------ PASSAGE

Tuesday, November 27, 2012

Broadcast Battle: USA vs. UK

I want to talk to you about something very important....... TELEVISION.

Oh yes.... I'm going there. 

There's a question that dates all the way back to the dawn of time (not really)... Which is better, American television or British television?

I've read every fired up argument from every forum that Google would show me. I have to say, people are pretty passionate about their country's telly! So much so that I've literally been incredibly overwhelmed thinking about writing this post.

But I still don't know which is "better"!

I'm going to warn you, I'd say that my taste in American TV is dreadful. But I am fully against Keeping Up With The Kardashians, and that's what's most important.

But seriously, I enjoy shows such as Pretty Little Liars (sue me, it's addicting), Awkward., and The Big Bang Theory. I'm sorry.

Does it help my case if I say I know the entire Big Bang theme by heart? No? Didn't think so....

In all honesty, a lot of the American things I like to watch, Brits hate. Prime example being The Big Bang Theory.


So I've made a list (shocker) of what I have deemed as some major differences between television in the UK vs. USA, and you can determine for yourself which is better.

(I'm going to warn you now, it's long. Go make yourself a cuppa tea or grab a bowl of popcorn. Or both!)

(Disclaimer: I am an American living in England (duh) trying to see both sides. This is also from my perspective being in the young adult/emerging adulthood phase of life. Don't hate me for what I have to say.)

Emphasis on Good TV - Does it bring people together?

A known phrase here in England is "when the weather gets bad, the TV gets good!" So a lot of emphasis is put on "good television" to the point where it's a pride factor. It's lighthearted and a communal activity. And the only thing better than good TV is the Christmas Specials of good TV! Nothing brings people together on Christmas more than an episode of "The Royle Family" after your roast.

In America, I don't feel as though it's about "good TV" as much as it is being current and in the know with popular TV. Seriously, I don't even know how many times I've been pressured to watch "Grey's Anatomy". No I don't care how popular it is or how much it made you cry that one time; I'm not interested. (Still have yet to see one episode) It's also not really deemed healthy to have so much emphasis on TV. Although, when people are more interested in watching season after season of shows, I can kind of see why.

------------
------ DATA SUPPLIED

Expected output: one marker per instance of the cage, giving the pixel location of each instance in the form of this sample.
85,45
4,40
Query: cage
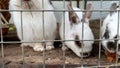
12,55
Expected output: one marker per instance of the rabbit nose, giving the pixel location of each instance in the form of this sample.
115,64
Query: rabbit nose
26,0
85,54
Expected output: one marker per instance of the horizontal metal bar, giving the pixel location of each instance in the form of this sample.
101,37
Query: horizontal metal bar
85,0
54,41
99,10
102,0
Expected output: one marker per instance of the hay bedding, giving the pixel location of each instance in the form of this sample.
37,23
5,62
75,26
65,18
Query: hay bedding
13,53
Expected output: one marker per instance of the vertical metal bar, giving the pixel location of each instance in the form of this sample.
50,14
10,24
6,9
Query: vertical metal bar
22,37
99,57
3,63
78,3
117,50
63,41
82,40
43,43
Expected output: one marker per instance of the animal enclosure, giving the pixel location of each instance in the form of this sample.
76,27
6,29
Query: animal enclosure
12,55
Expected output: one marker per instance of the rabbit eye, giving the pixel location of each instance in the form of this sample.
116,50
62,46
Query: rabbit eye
77,41
106,35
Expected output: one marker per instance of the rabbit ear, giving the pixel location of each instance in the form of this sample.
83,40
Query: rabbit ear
88,12
113,8
73,18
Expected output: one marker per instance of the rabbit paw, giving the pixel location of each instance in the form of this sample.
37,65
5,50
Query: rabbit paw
49,46
38,47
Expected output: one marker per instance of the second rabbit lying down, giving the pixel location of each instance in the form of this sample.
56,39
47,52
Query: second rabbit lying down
110,32
77,29
29,24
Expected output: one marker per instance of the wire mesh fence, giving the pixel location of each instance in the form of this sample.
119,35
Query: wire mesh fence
15,56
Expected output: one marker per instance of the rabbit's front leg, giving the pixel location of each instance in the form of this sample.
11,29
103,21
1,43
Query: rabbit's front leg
49,46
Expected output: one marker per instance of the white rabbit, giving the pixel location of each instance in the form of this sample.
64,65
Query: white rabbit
30,25
110,29
74,22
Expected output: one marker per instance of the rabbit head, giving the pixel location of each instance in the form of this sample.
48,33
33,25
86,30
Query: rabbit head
77,29
110,29
30,4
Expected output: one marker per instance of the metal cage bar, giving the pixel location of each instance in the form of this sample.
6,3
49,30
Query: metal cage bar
43,41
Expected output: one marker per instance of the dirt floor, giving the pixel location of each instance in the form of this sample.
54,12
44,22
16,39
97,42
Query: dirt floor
13,54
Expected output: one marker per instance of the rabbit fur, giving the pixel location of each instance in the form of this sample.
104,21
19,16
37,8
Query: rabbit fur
29,24
110,29
73,31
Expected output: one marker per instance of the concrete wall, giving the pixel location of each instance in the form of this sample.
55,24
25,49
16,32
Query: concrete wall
96,4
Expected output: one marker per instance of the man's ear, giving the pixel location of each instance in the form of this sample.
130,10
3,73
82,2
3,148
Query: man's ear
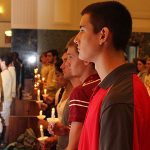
86,63
103,35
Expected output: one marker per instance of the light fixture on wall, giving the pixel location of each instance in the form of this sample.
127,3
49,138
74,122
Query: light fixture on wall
1,10
8,33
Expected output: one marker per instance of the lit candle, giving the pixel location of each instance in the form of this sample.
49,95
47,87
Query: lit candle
35,76
37,84
43,79
41,131
45,91
53,113
35,70
41,113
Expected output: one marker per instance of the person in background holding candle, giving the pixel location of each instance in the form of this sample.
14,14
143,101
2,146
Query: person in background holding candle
12,71
80,96
51,85
141,66
7,92
118,116
61,97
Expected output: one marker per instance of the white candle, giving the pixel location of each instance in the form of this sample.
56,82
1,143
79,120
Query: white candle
38,92
45,91
35,76
38,95
35,85
53,113
41,131
41,113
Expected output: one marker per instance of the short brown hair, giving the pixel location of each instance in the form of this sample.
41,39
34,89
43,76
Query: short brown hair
115,17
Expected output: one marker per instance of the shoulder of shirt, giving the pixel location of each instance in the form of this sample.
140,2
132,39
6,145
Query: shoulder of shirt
91,82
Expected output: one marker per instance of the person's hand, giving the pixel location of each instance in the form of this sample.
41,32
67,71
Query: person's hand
46,144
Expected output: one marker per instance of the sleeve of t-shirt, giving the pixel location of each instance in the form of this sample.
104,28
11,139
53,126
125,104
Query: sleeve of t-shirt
78,105
116,128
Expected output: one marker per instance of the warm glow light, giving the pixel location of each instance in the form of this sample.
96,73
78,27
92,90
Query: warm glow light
8,33
1,10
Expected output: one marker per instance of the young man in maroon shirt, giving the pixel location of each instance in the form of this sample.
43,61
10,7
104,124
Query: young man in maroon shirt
118,116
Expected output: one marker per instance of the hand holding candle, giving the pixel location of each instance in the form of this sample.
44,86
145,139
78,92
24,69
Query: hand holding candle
43,79
38,95
45,91
41,113
41,131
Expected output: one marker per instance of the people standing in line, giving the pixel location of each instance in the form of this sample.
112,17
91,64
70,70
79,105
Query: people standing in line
147,76
118,116
12,71
80,96
6,92
76,107
141,66
52,56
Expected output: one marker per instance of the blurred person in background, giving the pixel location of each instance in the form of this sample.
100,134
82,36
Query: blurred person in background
6,92
147,76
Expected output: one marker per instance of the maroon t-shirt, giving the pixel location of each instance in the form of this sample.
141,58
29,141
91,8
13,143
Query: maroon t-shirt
80,97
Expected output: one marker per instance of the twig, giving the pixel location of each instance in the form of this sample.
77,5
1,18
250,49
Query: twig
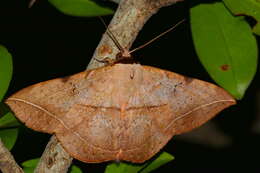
7,162
54,159
128,20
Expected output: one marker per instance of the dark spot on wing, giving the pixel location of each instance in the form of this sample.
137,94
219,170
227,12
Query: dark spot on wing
105,49
224,67
65,79
188,80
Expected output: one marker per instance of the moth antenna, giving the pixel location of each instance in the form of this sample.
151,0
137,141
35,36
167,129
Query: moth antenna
111,35
31,3
155,38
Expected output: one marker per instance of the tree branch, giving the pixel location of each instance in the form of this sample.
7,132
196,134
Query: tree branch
128,20
54,159
7,162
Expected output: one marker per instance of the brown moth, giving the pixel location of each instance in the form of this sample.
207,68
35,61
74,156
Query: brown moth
118,112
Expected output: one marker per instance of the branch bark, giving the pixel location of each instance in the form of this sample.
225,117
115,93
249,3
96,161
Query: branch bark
128,20
7,162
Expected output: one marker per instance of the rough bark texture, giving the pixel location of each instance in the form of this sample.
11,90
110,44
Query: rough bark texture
128,20
54,159
7,162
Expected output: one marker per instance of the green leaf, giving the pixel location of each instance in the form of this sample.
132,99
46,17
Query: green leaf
30,165
162,159
225,45
75,169
9,136
86,8
28,170
146,167
246,7
8,120
6,69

------------

(PROBLEM SET)
• A. Reproduce the stretch of the television post from "So I've made" through "popcorn. Or both!)".
• B. Resume the television post after its last sentence and carry it forward in the same voice.

(FINAL RESULTS)
• A.
So I've made a list (shocker) of what I have deemed as some major differences between television in the UK vs. USA, and you can determine for yourself which is better.

(I'm going to warn you now, it's long. Go make yourself a cuppa tea or grab a bowl of popcorn. Or both!)

• B.
Humor - Or technically, humour since I live in England now.

Humor can seriously be split into 87 different subtitles of it's own, so bear with me. 

I'd say the biggest difference on what constitutes good television (that is, if it's not meant to be a drama) is the sense of humor.

American comedy is completely different to British comedy, but also think of the amount of people American sitcoms have to impress. American TV has more obvious humor. And of course, who could miss that fake laugh reel in the background? British comedy, on the other hand, is more quick and witty.  

One thing that England definitely does right (among lots of other things) is something called "wall to wall comedy panel shows." Basically it's two teams of comedians that make fun of, well, anything and everything!

In my opinion, I think this hasn't really caught on the States because of how controversial it can be. (The closest thing I can compare this to is Chelsea Lately. Instead of 2 panels of competing comedians, it's 1 panel of 3 comedians. But if you've read her books, which I have because I have a little girl crush on her, you know how censored it really is) I say that because typically on these shows, BRITISH comedians always end up making fun of BRITISH news, BRITISH people, and BRITISH lifestyle (i.e. dull weather, cuppa tea, Nectar Points... don't even get me started on Nectar Points).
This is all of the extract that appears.